What to produce –
Arrange the stretch of records from the line containing "of the mossy" through the line containing "413L536 398L655 400L668" as a Markdown table with the columns Row and Line, omitting any blank lines.

Excerpted records –
[start]
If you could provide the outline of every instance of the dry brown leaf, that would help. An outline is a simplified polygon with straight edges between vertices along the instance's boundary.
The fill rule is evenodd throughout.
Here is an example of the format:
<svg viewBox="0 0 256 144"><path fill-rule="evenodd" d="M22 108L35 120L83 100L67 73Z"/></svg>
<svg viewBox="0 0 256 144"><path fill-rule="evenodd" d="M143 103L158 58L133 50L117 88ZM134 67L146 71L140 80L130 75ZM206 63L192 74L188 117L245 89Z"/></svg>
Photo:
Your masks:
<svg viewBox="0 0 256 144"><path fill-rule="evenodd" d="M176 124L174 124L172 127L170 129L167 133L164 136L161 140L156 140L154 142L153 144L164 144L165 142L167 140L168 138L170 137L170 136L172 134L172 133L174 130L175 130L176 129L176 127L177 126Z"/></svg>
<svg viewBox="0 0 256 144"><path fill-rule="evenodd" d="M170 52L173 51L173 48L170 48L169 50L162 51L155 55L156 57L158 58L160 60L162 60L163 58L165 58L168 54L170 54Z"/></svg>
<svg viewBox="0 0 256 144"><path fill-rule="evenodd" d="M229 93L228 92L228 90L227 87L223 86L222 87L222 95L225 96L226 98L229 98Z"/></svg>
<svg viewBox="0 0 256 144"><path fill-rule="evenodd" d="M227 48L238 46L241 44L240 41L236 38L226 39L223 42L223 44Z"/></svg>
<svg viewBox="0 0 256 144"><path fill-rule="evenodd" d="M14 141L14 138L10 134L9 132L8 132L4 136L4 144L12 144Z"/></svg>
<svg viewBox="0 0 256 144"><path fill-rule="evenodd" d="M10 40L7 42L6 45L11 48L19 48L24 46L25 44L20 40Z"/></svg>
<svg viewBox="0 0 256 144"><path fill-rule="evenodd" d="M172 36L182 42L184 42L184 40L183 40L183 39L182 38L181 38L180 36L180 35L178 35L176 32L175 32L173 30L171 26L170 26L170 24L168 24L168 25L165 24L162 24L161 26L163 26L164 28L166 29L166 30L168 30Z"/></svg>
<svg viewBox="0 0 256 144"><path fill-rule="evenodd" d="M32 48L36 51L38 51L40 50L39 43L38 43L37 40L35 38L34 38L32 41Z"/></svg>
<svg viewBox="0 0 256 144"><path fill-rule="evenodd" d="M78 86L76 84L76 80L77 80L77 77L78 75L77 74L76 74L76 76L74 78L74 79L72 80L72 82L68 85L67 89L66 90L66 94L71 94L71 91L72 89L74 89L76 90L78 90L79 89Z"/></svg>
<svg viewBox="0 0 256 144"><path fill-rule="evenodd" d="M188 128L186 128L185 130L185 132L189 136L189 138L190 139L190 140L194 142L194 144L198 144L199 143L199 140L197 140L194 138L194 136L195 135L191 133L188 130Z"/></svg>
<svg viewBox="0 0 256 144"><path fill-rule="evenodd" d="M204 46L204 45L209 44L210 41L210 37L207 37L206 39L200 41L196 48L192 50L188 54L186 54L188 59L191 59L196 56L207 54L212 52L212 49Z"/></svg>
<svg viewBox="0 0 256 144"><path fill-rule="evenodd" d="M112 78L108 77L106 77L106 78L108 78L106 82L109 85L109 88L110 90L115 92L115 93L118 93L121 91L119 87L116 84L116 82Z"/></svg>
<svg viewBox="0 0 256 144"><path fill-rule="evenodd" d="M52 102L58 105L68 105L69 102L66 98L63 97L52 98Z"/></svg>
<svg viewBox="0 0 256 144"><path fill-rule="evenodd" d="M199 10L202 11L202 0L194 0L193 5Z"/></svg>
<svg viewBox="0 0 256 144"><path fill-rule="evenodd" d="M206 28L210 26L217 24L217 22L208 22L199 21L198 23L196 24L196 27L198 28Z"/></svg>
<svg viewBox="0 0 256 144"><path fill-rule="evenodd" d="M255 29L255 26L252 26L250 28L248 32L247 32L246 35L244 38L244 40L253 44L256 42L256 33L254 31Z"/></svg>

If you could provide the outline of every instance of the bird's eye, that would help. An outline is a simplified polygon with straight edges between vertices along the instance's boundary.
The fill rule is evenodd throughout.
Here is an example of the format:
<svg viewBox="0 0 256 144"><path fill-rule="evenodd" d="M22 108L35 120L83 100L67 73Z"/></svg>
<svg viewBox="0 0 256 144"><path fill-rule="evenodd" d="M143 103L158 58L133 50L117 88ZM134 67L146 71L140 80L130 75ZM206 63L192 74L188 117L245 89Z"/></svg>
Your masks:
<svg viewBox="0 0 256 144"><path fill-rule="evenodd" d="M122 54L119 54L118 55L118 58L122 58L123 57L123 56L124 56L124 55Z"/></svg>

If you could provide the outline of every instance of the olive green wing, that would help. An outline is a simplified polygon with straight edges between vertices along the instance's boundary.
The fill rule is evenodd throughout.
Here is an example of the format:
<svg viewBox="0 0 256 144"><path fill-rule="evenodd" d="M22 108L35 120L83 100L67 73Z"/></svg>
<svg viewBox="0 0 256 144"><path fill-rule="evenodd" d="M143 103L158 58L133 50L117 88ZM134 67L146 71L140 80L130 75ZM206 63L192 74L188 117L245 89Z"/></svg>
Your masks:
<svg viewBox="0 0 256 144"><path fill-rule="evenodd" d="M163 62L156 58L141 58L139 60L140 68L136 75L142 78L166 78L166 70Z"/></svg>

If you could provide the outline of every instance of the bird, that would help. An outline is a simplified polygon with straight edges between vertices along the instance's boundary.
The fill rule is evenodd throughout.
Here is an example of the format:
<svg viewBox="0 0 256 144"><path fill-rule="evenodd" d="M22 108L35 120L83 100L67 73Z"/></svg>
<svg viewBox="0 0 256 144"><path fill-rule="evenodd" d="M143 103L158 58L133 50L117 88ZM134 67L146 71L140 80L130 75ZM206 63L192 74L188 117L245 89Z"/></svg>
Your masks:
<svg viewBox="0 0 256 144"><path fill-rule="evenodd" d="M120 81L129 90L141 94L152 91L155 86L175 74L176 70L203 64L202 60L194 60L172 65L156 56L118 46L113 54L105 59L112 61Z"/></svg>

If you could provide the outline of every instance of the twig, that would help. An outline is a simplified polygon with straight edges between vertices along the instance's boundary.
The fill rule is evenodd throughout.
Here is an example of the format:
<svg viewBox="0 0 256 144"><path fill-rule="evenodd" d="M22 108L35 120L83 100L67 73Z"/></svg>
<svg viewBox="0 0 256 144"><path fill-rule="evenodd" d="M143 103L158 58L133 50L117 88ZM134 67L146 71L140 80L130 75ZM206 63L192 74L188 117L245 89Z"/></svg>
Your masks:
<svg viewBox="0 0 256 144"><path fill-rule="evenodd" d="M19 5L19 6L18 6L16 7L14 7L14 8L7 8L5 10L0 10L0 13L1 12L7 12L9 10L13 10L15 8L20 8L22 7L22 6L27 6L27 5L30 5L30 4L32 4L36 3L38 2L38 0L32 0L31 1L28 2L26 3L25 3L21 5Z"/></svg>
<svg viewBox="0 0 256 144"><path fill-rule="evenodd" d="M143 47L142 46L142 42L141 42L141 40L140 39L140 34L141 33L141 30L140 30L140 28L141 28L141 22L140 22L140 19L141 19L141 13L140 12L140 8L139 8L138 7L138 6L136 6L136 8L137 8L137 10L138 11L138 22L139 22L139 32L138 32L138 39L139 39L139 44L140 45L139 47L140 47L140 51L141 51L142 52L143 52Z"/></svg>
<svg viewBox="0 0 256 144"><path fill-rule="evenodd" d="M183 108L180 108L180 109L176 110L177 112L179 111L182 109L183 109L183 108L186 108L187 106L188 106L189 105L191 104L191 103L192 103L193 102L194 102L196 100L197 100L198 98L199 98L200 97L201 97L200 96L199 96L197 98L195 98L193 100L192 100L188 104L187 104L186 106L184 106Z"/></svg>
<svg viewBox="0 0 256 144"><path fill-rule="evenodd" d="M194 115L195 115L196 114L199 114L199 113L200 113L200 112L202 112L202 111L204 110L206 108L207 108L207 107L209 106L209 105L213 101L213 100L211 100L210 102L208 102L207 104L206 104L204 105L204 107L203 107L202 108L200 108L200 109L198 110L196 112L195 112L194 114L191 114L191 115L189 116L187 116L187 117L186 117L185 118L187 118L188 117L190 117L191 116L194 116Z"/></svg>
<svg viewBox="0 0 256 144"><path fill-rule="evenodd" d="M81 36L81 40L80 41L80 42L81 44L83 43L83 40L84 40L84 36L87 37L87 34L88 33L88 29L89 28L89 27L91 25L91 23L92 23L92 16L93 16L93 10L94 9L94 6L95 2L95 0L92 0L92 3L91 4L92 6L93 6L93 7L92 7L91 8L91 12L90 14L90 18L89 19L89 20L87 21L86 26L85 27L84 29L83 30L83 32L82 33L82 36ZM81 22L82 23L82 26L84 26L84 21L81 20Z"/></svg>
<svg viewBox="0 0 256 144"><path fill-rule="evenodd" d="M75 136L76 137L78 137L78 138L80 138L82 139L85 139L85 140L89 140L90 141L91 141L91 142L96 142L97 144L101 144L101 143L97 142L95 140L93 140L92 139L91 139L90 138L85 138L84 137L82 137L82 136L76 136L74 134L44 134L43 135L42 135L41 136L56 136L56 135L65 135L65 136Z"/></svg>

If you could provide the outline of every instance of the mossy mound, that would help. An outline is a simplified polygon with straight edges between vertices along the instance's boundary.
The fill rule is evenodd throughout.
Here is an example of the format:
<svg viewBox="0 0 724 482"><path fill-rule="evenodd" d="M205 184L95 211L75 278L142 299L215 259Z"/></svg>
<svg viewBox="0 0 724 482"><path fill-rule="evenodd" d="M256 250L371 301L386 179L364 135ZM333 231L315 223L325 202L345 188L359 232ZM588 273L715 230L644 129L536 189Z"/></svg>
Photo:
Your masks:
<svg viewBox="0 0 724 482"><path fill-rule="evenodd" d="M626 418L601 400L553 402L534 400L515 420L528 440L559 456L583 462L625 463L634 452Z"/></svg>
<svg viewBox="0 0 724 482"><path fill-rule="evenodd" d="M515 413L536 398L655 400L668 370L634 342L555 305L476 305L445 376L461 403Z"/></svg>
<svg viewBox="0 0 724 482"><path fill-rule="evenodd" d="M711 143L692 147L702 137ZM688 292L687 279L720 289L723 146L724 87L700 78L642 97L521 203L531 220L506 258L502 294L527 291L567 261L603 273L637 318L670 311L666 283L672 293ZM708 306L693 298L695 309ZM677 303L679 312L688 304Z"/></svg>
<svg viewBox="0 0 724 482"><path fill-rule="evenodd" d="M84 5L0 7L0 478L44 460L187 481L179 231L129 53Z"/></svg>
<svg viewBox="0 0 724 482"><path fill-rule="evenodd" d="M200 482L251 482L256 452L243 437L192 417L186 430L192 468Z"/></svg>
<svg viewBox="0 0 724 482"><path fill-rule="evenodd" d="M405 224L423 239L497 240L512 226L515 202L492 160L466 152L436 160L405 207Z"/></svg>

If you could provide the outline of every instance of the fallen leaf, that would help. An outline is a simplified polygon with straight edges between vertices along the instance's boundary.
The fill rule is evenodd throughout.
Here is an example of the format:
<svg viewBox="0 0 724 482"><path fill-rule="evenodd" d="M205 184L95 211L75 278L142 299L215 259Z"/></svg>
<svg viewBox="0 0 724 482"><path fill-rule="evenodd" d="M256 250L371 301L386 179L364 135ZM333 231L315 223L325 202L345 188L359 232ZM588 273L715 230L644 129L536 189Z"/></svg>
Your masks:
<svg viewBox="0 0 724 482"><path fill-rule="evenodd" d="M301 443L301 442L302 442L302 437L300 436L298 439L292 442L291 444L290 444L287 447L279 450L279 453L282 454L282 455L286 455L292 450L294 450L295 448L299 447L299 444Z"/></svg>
[end]
Written solution –
| Row | Line |
|---|---|
| 1 | If you could provide the outline of every instance of the mossy mound, that would help. An outline is a simplified polygon with straight edges between vertices along the instance's boundary. |
| 2 | The fill rule is evenodd throughout. |
| 3 | Here is an example of the format: |
| 4 | <svg viewBox="0 0 724 482"><path fill-rule="evenodd" d="M205 184L95 211L75 278L142 299L215 259Z"/></svg> |
| 5 | <svg viewBox="0 0 724 482"><path fill-rule="evenodd" d="M256 250L371 301L386 179L364 135ZM333 231L315 223L325 202L345 188L359 232ZM588 273L715 230L644 129L536 189Z"/></svg> |
| 6 | Photo: |
| 7 | Your masks: |
| 8 | <svg viewBox="0 0 724 482"><path fill-rule="evenodd" d="M626 418L601 400L553 402L534 400L515 420L528 440L559 456L583 462L625 463L634 452Z"/></svg> |
| 9 | <svg viewBox="0 0 724 482"><path fill-rule="evenodd" d="M515 413L536 398L655 400L668 370L634 342L555 305L476 305L445 376L461 403Z"/></svg> |